Records from a data source
*** Begin section ***

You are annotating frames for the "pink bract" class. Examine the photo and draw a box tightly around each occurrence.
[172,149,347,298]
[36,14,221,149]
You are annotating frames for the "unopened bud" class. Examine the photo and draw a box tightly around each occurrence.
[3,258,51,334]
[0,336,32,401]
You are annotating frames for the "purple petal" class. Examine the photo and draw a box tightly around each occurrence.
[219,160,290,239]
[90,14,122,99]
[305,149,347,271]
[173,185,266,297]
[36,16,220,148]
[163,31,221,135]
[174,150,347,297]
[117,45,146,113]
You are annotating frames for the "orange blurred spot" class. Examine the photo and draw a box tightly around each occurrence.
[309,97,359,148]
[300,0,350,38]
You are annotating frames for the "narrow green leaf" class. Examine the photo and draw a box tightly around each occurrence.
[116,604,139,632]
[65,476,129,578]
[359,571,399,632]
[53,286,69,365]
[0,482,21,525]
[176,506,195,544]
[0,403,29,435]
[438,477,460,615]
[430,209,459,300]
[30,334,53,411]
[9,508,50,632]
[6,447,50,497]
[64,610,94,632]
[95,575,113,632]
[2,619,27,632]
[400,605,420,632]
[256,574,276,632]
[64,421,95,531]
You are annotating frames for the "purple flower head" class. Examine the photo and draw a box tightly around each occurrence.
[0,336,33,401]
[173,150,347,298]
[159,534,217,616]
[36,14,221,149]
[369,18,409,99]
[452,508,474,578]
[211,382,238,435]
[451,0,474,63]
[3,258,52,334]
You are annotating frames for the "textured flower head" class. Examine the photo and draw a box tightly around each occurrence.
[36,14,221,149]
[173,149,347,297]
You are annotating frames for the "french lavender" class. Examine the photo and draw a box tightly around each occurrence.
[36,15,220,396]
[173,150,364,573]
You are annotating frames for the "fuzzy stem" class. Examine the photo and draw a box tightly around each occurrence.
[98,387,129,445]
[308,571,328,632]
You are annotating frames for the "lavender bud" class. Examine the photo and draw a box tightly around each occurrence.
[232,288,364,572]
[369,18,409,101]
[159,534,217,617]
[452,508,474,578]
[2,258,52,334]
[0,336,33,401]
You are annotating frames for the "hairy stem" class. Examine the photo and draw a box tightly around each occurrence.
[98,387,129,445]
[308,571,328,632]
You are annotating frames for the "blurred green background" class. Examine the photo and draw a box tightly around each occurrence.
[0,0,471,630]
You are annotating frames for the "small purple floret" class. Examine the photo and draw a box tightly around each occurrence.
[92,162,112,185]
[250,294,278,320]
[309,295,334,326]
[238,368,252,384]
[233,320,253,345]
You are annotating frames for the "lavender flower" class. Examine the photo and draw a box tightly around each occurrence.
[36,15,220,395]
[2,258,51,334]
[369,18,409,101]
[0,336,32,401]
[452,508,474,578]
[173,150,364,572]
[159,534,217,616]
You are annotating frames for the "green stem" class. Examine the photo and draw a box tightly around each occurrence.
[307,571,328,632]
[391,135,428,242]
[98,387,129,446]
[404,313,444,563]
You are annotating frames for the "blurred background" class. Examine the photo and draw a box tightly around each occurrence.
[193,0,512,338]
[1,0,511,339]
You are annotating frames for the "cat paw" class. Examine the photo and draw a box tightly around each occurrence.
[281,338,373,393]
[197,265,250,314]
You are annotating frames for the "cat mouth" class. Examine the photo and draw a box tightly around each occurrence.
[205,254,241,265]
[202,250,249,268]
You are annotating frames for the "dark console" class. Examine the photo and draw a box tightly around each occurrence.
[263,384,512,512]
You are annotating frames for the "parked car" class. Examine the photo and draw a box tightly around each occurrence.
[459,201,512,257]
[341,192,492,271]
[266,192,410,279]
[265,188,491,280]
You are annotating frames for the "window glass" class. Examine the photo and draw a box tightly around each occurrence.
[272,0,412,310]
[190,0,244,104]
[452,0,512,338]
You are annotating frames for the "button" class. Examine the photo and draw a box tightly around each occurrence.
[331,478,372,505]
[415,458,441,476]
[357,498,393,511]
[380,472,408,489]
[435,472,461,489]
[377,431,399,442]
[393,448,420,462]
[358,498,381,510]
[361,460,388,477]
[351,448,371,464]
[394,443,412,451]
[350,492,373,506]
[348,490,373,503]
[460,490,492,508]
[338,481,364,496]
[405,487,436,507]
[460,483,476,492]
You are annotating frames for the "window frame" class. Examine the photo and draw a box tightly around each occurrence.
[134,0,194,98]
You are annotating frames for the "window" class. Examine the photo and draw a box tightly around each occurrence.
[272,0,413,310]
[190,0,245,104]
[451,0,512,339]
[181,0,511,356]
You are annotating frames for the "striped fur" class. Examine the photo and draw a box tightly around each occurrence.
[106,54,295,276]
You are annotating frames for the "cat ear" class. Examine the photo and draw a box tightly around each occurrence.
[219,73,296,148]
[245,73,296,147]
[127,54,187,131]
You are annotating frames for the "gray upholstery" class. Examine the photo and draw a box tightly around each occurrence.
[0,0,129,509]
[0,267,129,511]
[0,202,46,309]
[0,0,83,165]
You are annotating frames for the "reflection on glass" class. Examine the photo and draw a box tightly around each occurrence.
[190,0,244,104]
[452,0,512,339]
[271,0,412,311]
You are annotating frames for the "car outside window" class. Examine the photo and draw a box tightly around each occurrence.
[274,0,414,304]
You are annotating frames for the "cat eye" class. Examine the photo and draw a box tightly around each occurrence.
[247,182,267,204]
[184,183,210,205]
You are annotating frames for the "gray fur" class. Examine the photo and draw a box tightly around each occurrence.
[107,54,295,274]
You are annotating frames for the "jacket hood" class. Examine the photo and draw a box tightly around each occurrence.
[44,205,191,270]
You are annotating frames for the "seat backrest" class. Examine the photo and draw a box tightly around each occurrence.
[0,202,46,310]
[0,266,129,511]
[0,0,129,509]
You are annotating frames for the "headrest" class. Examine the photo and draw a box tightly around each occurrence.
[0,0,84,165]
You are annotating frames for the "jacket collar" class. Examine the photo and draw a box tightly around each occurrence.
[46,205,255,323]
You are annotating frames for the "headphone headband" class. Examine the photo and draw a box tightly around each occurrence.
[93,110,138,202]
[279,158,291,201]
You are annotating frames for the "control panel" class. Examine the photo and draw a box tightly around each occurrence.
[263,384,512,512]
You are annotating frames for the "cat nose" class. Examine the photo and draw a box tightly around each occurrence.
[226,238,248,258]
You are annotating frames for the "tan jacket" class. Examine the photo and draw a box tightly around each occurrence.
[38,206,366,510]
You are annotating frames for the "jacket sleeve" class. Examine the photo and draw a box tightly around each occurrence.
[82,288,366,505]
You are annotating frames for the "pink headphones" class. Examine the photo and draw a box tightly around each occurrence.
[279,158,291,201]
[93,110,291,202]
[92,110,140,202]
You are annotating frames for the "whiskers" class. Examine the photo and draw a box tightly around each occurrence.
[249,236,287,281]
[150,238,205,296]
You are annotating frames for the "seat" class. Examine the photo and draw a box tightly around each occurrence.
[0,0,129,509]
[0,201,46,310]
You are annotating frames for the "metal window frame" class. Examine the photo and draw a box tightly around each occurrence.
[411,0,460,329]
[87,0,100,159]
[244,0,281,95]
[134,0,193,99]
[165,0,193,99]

*** End section ***

» Exercise details
Could you restate every entry verbatim, please?

» Solution to the exercise
You are annotating frames for the "pink bract" class. Examine the photo and draw a box tightly around each occurrence.
[172,149,347,298]
[36,14,221,149]
You are annotating frames for the "unopened bud" class. Examine the photo and draw a box tightly around each occurrence.
[3,258,51,334]
[0,336,32,401]
You are annotating frames for the "purple petal" class. Examine the photo and draw a box tightly around each occurrence.
[219,160,290,239]
[90,14,122,99]
[305,149,347,271]
[173,185,266,297]
[36,16,220,148]
[163,31,221,135]
[174,150,347,297]
[117,45,146,113]
You are annotating frames for the "orange blurred spot" class. Examine the photo and draw a box tightly around each occurrence.
[309,97,359,148]
[300,0,350,38]
You are annotating frames for the "narrow green leaf" class. Examine the photo and draw a box tightly around each occurrence.
[116,604,139,632]
[65,476,129,578]
[359,571,399,632]
[53,286,69,365]
[0,482,21,525]
[176,506,195,544]
[0,403,29,435]
[438,477,460,615]
[430,209,459,300]
[30,334,53,411]
[9,508,50,632]
[6,447,50,497]
[64,610,94,632]
[95,575,113,632]
[2,619,27,632]
[400,605,420,632]
[256,574,276,632]
[64,421,95,531]
You are annotating frames for the "purple flower head" class. Examine the photo and draw a box tightly around each occurrence.
[0,336,33,401]
[173,150,347,298]
[159,534,217,616]
[36,14,221,149]
[369,18,409,99]
[452,508,474,578]
[211,382,238,435]
[451,0,474,63]
[3,258,52,334]
You are annotating frames for the "textured flower head" class. Examine the photo and draw a box tightly around each occurrence.
[36,14,221,149]
[173,149,347,297]
You are annotating frames for the "french lavender" class. Examine the photo and draw a box tightly around each occurrence.
[36,15,220,396]
[173,150,364,573]
You are annotating frames for the "fuzzy stem" class. Examine the photo and draw a box tightly around each occurrence.
[98,387,129,445]
[308,571,328,632]
You are annotating frames for the "lavender bud" class. Examine the photo and draw a box tightly around each occurrence.
[232,288,364,572]
[369,18,409,101]
[159,534,217,617]
[452,508,474,578]
[2,258,52,334]
[0,336,33,401]
You are annotating frames for the "hairy stem" class. Examine the photo and draw a box tightly around each occurrence.
[98,387,129,445]
[308,571,328,632]
You are annotating frames for the "blurred green background" class. Examine the photo and draw a box tightly around each occurrence.
[0,0,471,630]
You are annotating frames for the "small purple floret" class. Examine the photo and draw a box tightly around each occurrence.
[92,162,112,185]
[250,294,278,320]
[309,295,334,326]
[238,368,252,384]
[233,320,253,345]
You are annotating frames for the "lavender flower" class. Examine the photo and draw a box tightly around each occurrence.
[36,15,220,395]
[2,258,51,334]
[369,18,409,101]
[0,336,32,401]
[452,508,474,578]
[173,150,364,572]
[159,534,217,616]
You are annotating frames for the "green stem" class. Examine the photo and draw a box tightly around each occurrence.
[307,571,328,632]
[391,135,428,242]
[98,387,129,446]
[404,313,444,563]
You are annotating frames for the "blurred background" class. Examine the photo and draw a box tightly around each occurrence.
[193,0,512,338]
[1,0,511,339]
You are annotating frames for the "cat paw" class. Examine the photo and draw a box tightly around each occurrence.
[281,338,373,393]
[197,265,250,314]
You are annotating frames for the "cat mouth" class. Examine the photo and draw a box tightly around each occurrence.
[205,254,241,265]
[202,250,249,268]
You are annotating frames for the "dark console" class. Examine the photo and draw a box tightly around each occurrence.
[263,384,512,512]
You are annotating frames for the "parked car" class. Examine the photo and draw a box tightly around each occurrence.
[459,201,512,257]
[341,192,492,271]
[266,192,410,279]
[265,188,491,280]
You are annotating frames for the "window glass" class. Examine the photo and draw a box tightly around each occurrence.
[272,0,412,310]
[190,0,244,104]
[452,0,512,338]
You are annotating frames for the "button" class. Examine the photo and draw a box tightly around each occurrence.
[331,478,372,505]
[415,458,441,476]
[357,498,393,511]
[380,472,408,489]
[435,472,461,489]
[377,431,399,442]
[393,448,420,462]
[358,498,381,510]
[361,460,388,477]
[351,448,371,464]
[394,443,412,451]
[350,492,373,506]
[348,490,373,503]
[460,490,492,508]
[338,481,364,496]
[405,487,436,507]
[460,483,476,492]
You are annotating frames for the "window frame" class. Examine the photo and draw a box tightly around each occurrence.
[134,0,194,98]
You are annotating frames for the "window" class. Examine the photo and draw a box tightly around each occurrence.
[272,0,413,310]
[190,0,245,104]
[451,0,512,339]
[181,0,511,356]
You are annotating frames for the "striped fur" class. Examine the photo and draw a box tightly around each occurrence.
[106,54,295,276]
You are annotating frames for the "cat ear" class. Examine the photo and draw a box tightly around each occurrence.
[219,73,296,148]
[245,73,296,147]
[127,54,187,131]
You are annotating frames for the "gray upholstery" class. Examine the photo and draw a box tightly around each occurrence.
[0,0,129,509]
[0,267,129,511]
[0,202,46,309]
[0,0,83,165]
You are annotating frames for the "reflection on glass" class. Examine the photo and draw a box tightly around each occurrence.
[190,0,244,104]
[452,0,512,339]
[271,0,412,311]
You are annotating frames for the "car outside window" class. Examine the photo and draw a box tightly around each occurrence.
[274,0,414,304]
You are annotating frames for the "cat eye" class. Examine the photo and draw a box tightly around each occurrence.
[247,182,267,204]
[184,183,210,205]
You are annotating frames for the "gray fur" class. Examine the photo and draw a box tightly around each occurrence.
[107,54,295,274]
You are annotating frames for the "jacket hood" class. Examine the photo and draw a box tightly around each occurrence.
[44,205,191,270]
You are annotating frames for the "seat backrest" class. Examine the photo and draw a box tightly around each occurrence.
[0,202,46,310]
[0,266,129,511]
[0,0,129,509]
You are annotating frames for the "headrest" class. Examine the photo and draw a box tightly around each occurrence.
[0,0,84,165]
You are annotating frames for the "jacket collar" class. Examine the photo and draw a box tightly around each occurrence.
[46,205,255,323]
You are annotating frames for the "headphone headband" class. Examine the photo and draw a box tightly around each occurrence.
[93,110,138,202]
[279,158,291,201]
You are annotating frames for the "control panel" class. Examine the photo and draw a box tightly around each occurrence.
[263,384,512,512]
You are annotating frames for the "cat nose" class. Examine the photo and draw a box tightly around each occurrence.
[226,238,248,258]
You are annotating frames for the "tan jacket" class. Examine the photo and draw a box tightly around each occurrence.
[38,206,366,510]
You are annotating frames for the "jacket sleeve" class. Examine the photo and draw a box tightly around each occurrence.
[82,288,366,505]
You are annotating frames for the "pink headphones" class. Examine the photo and draw a box tightly around each occurrence.
[279,158,291,201]
[93,110,291,202]
[92,110,140,202]
You are annotating frames for the "whiskers" class. Examine the photo and draw a box tightly around each occurrence.
[249,236,287,281]
[150,238,205,296]
You are annotating frames for the "seat" class. Examine the photo and draw a box tightly around each occurrence.
[0,0,129,509]
[0,201,46,310]
You are annotating frames for the "metal window frame" class. Examine the photo and draw a box tightly around each occurrence.
[411,0,460,329]
[87,0,100,159]
[244,0,281,95]
[134,0,193,99]
[165,0,193,99]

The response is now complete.